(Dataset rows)
----------
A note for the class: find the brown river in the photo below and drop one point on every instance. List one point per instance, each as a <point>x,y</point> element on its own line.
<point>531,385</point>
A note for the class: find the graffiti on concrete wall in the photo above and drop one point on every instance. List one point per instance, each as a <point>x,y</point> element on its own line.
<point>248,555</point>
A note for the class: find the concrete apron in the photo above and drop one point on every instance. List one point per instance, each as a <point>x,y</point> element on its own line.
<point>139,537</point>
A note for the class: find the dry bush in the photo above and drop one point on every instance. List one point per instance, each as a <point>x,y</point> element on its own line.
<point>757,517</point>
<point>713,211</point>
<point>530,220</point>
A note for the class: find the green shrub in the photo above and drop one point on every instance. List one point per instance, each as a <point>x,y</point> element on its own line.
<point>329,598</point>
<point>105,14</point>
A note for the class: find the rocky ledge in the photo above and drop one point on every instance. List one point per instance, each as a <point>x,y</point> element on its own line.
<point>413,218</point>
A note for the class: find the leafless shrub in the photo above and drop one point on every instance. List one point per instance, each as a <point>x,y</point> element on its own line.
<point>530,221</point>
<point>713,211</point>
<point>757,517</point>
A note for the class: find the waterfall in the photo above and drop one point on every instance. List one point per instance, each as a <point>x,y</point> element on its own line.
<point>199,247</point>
----------
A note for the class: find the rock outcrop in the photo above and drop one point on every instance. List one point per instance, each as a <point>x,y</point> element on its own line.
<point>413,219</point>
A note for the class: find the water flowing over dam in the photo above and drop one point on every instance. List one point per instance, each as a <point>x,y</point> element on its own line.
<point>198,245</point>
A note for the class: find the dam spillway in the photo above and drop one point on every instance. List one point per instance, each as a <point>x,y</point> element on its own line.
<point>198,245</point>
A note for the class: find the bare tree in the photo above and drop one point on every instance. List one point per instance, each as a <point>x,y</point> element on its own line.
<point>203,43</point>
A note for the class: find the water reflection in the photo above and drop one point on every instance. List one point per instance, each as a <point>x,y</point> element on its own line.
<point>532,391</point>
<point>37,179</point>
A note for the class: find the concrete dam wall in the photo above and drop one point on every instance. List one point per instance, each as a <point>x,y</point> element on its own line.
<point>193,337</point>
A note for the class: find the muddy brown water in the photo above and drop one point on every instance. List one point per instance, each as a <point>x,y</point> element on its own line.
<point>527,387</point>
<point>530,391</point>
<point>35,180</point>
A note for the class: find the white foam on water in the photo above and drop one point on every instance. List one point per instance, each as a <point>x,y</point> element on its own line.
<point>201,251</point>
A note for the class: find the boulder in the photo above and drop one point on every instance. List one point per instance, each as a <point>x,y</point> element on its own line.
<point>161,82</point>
----------
== Given instruction ==
Copy out word for word everything in the data above from the line containing "A note for the class: find the muddy" down to the line containing "<point>35,180</point>", with both of those lines included.

== Reply to the exercise ==
A note for the class: find the muddy brown water in the photo above and drop one point on every instance. List one point per instance, each as a <point>x,y</point> element on its own line.
<point>527,387</point>
<point>530,391</point>
<point>35,180</point>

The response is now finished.